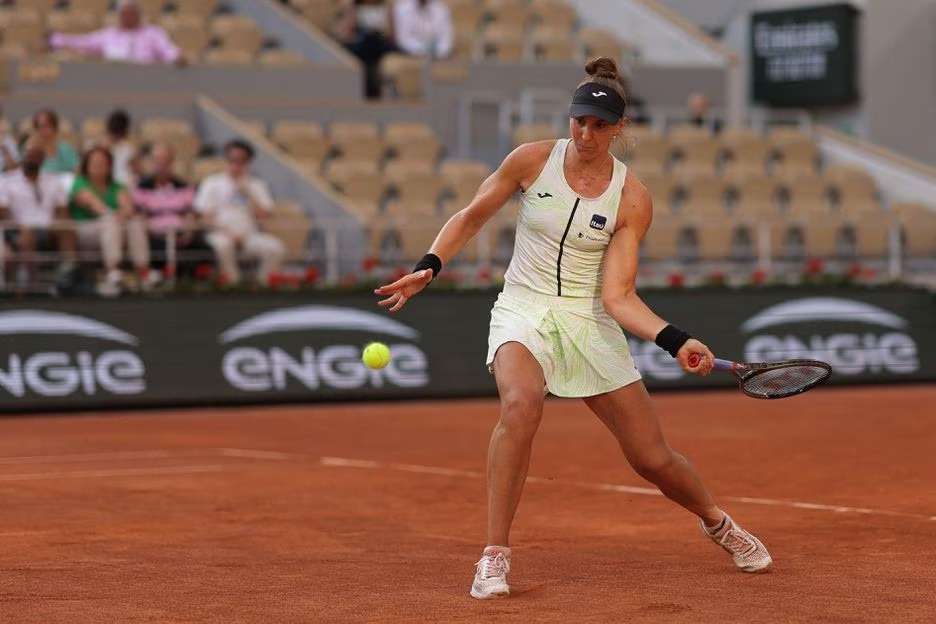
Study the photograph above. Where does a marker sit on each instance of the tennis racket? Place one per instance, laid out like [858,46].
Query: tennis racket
[773,380]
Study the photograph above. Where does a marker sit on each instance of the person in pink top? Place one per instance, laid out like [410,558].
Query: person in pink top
[131,41]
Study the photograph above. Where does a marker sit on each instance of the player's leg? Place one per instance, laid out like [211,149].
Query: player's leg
[520,385]
[630,416]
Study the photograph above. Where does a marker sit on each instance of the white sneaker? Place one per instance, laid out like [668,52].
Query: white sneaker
[491,574]
[748,552]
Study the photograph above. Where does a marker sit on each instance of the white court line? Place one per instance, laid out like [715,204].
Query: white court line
[340,462]
[81,457]
[122,472]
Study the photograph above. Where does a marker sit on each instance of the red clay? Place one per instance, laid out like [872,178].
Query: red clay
[184,531]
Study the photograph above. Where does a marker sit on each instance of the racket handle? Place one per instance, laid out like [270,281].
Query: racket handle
[695,358]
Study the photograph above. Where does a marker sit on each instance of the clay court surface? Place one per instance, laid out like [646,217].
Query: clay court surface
[374,513]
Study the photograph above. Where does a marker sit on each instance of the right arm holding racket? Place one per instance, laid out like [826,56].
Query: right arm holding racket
[619,288]
[518,170]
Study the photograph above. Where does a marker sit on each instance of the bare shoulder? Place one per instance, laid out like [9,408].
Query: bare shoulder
[527,160]
[636,207]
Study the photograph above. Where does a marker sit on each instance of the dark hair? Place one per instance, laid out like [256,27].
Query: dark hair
[603,70]
[118,123]
[240,144]
[49,114]
[86,159]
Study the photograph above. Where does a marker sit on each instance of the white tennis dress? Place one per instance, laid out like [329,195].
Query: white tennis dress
[551,302]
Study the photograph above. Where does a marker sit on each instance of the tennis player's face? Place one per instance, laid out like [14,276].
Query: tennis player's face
[592,135]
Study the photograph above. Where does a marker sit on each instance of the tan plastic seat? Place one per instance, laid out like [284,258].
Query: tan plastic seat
[357,140]
[236,32]
[500,43]
[556,14]
[412,141]
[357,180]
[198,8]
[529,133]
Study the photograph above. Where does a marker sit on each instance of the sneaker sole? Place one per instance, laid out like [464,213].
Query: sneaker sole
[490,596]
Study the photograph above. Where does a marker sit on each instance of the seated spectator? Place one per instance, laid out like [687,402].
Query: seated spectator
[166,202]
[60,156]
[32,200]
[131,41]
[103,210]
[119,143]
[423,28]
[699,105]
[366,30]
[230,203]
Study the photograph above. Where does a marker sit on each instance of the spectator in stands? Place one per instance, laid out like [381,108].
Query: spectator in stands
[60,156]
[365,27]
[166,202]
[32,200]
[231,202]
[103,210]
[131,41]
[122,148]
[698,105]
[423,28]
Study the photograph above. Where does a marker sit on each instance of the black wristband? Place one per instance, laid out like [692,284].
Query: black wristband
[429,261]
[671,339]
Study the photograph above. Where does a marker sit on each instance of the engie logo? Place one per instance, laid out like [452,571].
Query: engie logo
[59,373]
[882,348]
[327,364]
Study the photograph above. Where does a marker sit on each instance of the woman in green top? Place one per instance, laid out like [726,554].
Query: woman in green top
[104,215]
[60,155]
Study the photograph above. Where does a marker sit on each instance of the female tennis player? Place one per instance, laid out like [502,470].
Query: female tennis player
[568,290]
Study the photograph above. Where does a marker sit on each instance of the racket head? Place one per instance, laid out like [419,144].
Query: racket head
[778,380]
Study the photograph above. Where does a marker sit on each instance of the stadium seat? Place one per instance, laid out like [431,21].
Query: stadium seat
[600,42]
[303,140]
[500,43]
[529,133]
[512,14]
[357,140]
[228,56]
[236,32]
[552,45]
[555,14]
[198,8]
[359,181]
[189,33]
[403,75]
[412,141]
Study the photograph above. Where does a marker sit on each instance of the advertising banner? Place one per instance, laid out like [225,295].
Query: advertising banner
[805,56]
[275,348]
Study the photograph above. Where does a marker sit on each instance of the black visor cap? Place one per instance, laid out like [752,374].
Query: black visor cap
[593,99]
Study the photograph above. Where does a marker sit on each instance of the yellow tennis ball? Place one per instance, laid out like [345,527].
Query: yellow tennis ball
[376,355]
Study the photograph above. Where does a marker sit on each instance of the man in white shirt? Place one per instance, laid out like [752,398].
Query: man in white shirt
[423,28]
[230,203]
[32,200]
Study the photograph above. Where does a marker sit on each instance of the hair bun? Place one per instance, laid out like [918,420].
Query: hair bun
[602,67]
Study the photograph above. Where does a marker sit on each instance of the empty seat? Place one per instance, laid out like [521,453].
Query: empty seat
[237,32]
[357,140]
[358,181]
[500,43]
[412,141]
[529,133]
[303,140]
[556,14]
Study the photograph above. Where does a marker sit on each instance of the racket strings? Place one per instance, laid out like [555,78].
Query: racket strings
[785,380]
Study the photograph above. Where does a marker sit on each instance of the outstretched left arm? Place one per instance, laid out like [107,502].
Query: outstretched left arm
[619,286]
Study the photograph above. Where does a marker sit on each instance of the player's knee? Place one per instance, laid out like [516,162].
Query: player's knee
[521,413]
[651,465]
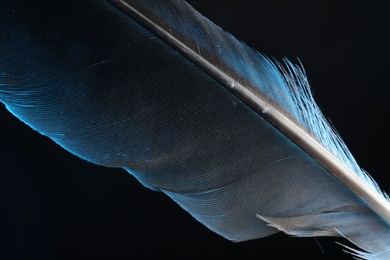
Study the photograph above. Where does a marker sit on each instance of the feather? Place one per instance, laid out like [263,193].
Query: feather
[233,137]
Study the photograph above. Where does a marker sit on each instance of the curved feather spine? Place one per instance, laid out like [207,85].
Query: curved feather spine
[320,141]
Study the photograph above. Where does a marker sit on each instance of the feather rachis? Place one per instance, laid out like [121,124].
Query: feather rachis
[241,76]
[283,95]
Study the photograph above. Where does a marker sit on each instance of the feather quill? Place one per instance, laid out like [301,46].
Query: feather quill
[234,138]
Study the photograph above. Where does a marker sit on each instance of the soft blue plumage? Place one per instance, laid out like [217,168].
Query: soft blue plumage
[233,137]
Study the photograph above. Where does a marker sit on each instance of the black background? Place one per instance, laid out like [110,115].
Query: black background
[57,206]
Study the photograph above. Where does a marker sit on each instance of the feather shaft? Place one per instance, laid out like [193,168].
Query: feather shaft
[271,113]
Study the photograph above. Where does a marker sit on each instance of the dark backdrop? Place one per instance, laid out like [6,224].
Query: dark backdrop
[56,206]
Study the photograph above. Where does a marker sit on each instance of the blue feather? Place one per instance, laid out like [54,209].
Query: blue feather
[233,137]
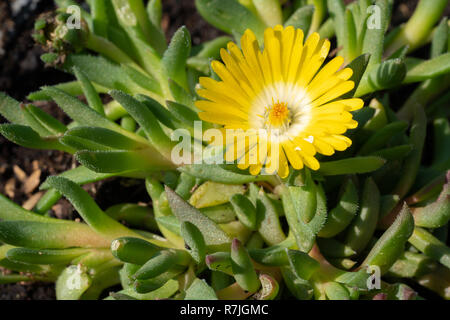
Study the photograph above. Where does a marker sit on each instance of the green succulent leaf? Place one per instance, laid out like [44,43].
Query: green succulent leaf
[211,232]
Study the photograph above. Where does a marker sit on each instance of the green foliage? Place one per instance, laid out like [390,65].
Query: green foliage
[216,231]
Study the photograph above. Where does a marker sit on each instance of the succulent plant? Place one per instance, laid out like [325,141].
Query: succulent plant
[365,217]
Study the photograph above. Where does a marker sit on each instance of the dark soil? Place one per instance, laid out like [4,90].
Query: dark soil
[22,72]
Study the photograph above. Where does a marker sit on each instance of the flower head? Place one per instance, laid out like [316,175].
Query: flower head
[283,97]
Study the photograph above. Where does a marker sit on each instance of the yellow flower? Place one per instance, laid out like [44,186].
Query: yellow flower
[284,97]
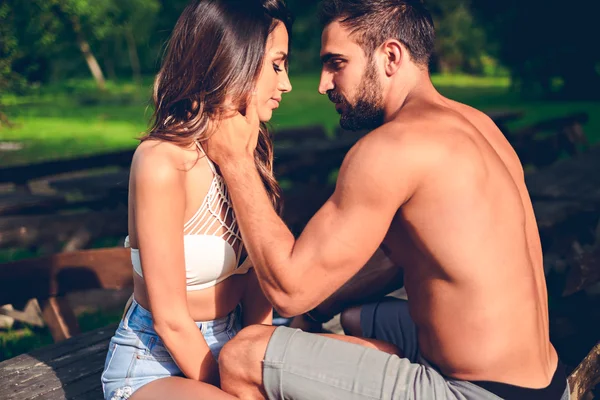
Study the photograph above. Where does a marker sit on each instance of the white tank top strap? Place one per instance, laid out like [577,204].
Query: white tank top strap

★ ★ ★ ★ ★

Activity: For every line of the material above that contains the word "tank", show the line.

Finished exercise:
Study the photograph above. Where does a marker sit on each instance of the white tank top strap? Place one per instance, laid out like [577,204].
Query: white tank top strap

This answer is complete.